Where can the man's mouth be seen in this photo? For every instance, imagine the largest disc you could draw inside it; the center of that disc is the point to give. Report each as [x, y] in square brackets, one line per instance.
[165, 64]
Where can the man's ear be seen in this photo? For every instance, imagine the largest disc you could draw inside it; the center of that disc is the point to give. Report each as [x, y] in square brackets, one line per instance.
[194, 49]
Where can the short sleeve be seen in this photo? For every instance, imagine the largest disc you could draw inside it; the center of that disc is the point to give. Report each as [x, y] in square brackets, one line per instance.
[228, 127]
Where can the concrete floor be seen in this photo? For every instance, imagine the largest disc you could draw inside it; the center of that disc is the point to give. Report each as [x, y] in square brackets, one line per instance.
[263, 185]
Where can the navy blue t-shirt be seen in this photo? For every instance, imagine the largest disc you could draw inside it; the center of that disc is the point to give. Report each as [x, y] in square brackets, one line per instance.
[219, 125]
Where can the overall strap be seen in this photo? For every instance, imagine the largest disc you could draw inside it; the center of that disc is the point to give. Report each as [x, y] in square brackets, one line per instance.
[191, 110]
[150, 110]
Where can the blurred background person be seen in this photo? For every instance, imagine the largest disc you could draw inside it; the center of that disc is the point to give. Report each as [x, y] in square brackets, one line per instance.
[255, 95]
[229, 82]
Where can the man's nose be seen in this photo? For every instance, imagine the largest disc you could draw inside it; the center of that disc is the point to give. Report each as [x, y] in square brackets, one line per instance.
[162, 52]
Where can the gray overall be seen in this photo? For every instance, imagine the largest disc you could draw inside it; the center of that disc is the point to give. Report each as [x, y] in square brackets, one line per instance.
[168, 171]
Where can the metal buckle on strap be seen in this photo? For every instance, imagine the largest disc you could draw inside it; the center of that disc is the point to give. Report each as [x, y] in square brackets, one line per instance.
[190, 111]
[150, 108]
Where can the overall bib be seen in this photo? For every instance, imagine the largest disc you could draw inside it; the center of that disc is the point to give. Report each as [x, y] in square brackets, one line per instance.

++++++++++

### EXERCISE BRIEF
Your reply must contain each entry, reproduced exactly.

### OUTPUT OF THE EXERCISE
Where can the man's mouth be seen in this photo? For every instance, imagine the largest disc you could draw inside it; the center of that disc is the point to give. Report each as [x, y] in square brackets, one line per instance.
[165, 64]
Where can the man's ear be seen in this photo? For every instance, imagine the largest disc you could draw inside it; the center of that disc is the point to give. Report each as [x, y] in square brackets, one line per instance.
[194, 49]
Where can the short sleeve be seen in this photo? For every instance, imagine the largest disc you could draw inside it; the center of that disc is the point to give. Report each as [x, y] in square brackets, one line per instance.
[228, 127]
Where can the concrete floor be seen in this photo? For every instance, imagine the largest disc you could draw inside it; the center of that disc is the point to give. Report each as [x, y] in square brackets, one line per instance.
[263, 185]
Where can the navy blue t-shirt be seen in this photo? For every instance, imagine the largest disc you could draw inside it; the center of that disc is the point to give. Report each as [x, y] in square brackets, one line per instance.
[219, 125]
Where can the overall strap be seen in this photo? For every instance, imagine the largest disc you could draw inside it; the center of that disc is the point to give. Report each as [x, y] in square brackets, one line per instance.
[191, 110]
[150, 110]
Where can the blurred background person be seen in this photo? For every instance, imagine the largest disc you could draw inside it; the center of that disc is the point to give. Report each as [x, y] in square brackets, one line per instance.
[255, 95]
[229, 82]
Where can the man's nose be seen in this photo? For every instance, imagine the largest disc you could draw inside it; the center of that disc is the point to give. Report each as [x, y] in square brackets, one line per instance.
[162, 52]
Where can the gray overall be seen in this photo? For every instance, imagine the largest disc you could draw inside it; the center of that disc is the point to give. Report each as [x, y] in square brackets, one line per instance.
[168, 171]
Where can the metal buckle on strap be seen in this photo? For every instance, imagine the largest disc you could draw inside it; the center of that disc is the point to give. Report each as [x, y] in square brackets, one line per instance.
[190, 111]
[150, 108]
Where can the overall bib be seen in this photo? For every instance, imagine the largest disc you could draw inside it; the center of that disc is the point to give. Report each as [x, y] in square brackets, one line per instance.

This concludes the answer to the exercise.